Exercise details: Write out all of the records below word for word, leaving out the pictures.

Data in this exercise:
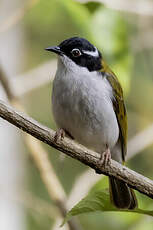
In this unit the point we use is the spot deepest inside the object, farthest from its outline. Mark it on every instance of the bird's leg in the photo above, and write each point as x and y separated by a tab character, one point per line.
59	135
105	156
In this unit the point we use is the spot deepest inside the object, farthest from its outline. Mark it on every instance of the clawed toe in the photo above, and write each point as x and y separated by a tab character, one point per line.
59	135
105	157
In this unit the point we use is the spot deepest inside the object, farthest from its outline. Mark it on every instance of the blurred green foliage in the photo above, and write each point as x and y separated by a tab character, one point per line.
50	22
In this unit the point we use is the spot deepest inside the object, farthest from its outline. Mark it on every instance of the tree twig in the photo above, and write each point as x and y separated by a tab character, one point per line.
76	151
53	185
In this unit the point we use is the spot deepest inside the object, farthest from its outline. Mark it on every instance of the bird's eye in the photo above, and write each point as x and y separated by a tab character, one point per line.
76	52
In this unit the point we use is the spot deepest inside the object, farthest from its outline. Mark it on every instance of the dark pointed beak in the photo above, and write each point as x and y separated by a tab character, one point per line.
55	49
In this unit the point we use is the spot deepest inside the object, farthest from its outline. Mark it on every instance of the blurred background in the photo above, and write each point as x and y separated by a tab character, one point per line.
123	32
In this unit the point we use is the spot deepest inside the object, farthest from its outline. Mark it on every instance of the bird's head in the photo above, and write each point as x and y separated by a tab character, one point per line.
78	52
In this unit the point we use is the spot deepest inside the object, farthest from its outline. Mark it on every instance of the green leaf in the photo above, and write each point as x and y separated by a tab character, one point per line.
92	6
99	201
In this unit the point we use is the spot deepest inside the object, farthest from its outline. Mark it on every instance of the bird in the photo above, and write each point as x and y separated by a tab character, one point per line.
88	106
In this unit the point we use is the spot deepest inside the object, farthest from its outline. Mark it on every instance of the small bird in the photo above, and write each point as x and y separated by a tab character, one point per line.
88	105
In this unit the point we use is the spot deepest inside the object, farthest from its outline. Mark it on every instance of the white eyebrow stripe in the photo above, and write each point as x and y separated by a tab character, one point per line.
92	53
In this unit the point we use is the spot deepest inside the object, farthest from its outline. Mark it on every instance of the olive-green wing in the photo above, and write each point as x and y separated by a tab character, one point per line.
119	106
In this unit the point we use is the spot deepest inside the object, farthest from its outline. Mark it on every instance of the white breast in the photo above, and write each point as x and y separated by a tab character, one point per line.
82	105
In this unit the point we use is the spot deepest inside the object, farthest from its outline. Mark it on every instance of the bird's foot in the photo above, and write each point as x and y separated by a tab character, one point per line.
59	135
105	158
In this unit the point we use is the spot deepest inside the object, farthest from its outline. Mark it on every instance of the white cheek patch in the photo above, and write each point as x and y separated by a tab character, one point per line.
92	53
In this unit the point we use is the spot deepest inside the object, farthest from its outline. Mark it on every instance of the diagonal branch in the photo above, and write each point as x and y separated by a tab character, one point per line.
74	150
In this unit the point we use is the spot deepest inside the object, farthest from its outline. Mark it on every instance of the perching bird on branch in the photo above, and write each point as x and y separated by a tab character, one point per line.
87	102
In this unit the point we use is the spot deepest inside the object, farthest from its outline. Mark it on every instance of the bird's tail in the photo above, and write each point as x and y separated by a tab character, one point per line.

The answer:
In this unit the point we use is the spot deepest inside the object, farthest from its outline. Mark it on every instance of the bird's leg in the photo above, and write each point as x and y separated by a tab character, one point per line.
59	135
105	156
In this unit the point we use is the spot deepest inside the object, farthest from its outline. Mark it on every instance of the clawed toe in the photo above, and write each point as x and y separated by a tab character, one point per line.
59	135
105	157
In this unit the point we use is the spot deepest inside the object, farthest from its outline. Mark it on every instance of the blurred green foliage in the photo above, and write each point as x and y separated by a tab character, one point per line.
50	22
In this unit the point we use is the spot deepest inside the object, farthest from its outline. Mark it on every instance of the tree twig in the photo above, and write each point as x and y separated by a tab character, one point per line.
76	151
53	185
In this unit the point we use is the spot deepest inside the object, farthest from its outline. Mark it on every instance of the bird's eye in the photo above, and write each point as x and y separated by a tab character, one point per line.
76	52
In this unit the point we use is the spot deepest inside the object, farthest from its outline. Mark it on every instance of the dark pointed beak in the photo above, and write each point as x and y separated by a tab character, one point per line.
55	49
In this unit the point we use is the spot deepest inside the object, farthest from its outline. Mark it on every instance of the blurred background in the photo above, and write each point as x and y separated by a tab character, one point per line.
123	32
In this unit the point we use is the spot deepest inside the object, farthest from its outline. Mark it on every instance of the bird's head in the photo above, and write each point as x and y separated by a tab character, one point per line.
78	52
In this unit the point we use is the spot deepest inside the object, farthest from its outline. Mark it on every instance of the green leaf in the photo above, and write each point as x and y separated by a tab character, one point per line.
92	6
99	201
In this unit the point we use is the spot deepest inside the object, farthest from its outline. Mark it on every instance of the bird in the photo above, and write each point as x and y separated by a tab character, one point per line.
88	106
In this unit the point we use is the spot deepest inside the object, farthest from its outline. Mark it on every instance of the small bird in the photo above, and write each point as x and y separated by a tab character, one point per line.
88	105
In this unit the point we use is the spot deepest inside the object, farthest from its outline. Mark it on every instance of the white eyebrow stripe in the photo above, and write each point as x and y separated by a tab character, one point per line.
92	53
In this unit the point we use is the spot deepest inside the object, farthest from its outline. Mark it on every instance of the olive-green wing in the photo above, and write each point as x and y separated by a tab character, one point per line.
119	106
In this unit the point we use is the spot deepest inside the object, farthest from its outline. Mark it on every instance of the white breast in the photo above, and write each point as x and y separated by a tab character, one point per line.
82	105
In this unit the point we use is the spot deepest inside the object, farthest from its outline. Mark it on every instance of the bird's foot in the photo above, and write each point as x and y separated by a tab character, one point per line.
59	135
105	158
In this unit the point we use is the spot deepest inside the object, farthest from its outline. Mark it on every instance of the white cheek patch in the photo above, and write each point as x and y separated by a tab character, one point per line.
92	53
In this unit the point we use is the spot deepest inside the object, farthest from its outline. Mark it on every instance of the diagonal branch in the photo above, and write each point as x and y separated by a tab character, one point per line.
74	150
In this unit the point we use is the spot deepest inside the object, farthest from its outline. Mark it on every instance of the perching bird on branch in the photo above, and write each point as x and y separated by a tab character, one point per line.
87	102
In this unit the point we use is the spot deepest inside the object, farthest from its outline. Mark it on every instance of the bird's tail in the photo above, and write each point as x and y separated by a tab character, one point per line.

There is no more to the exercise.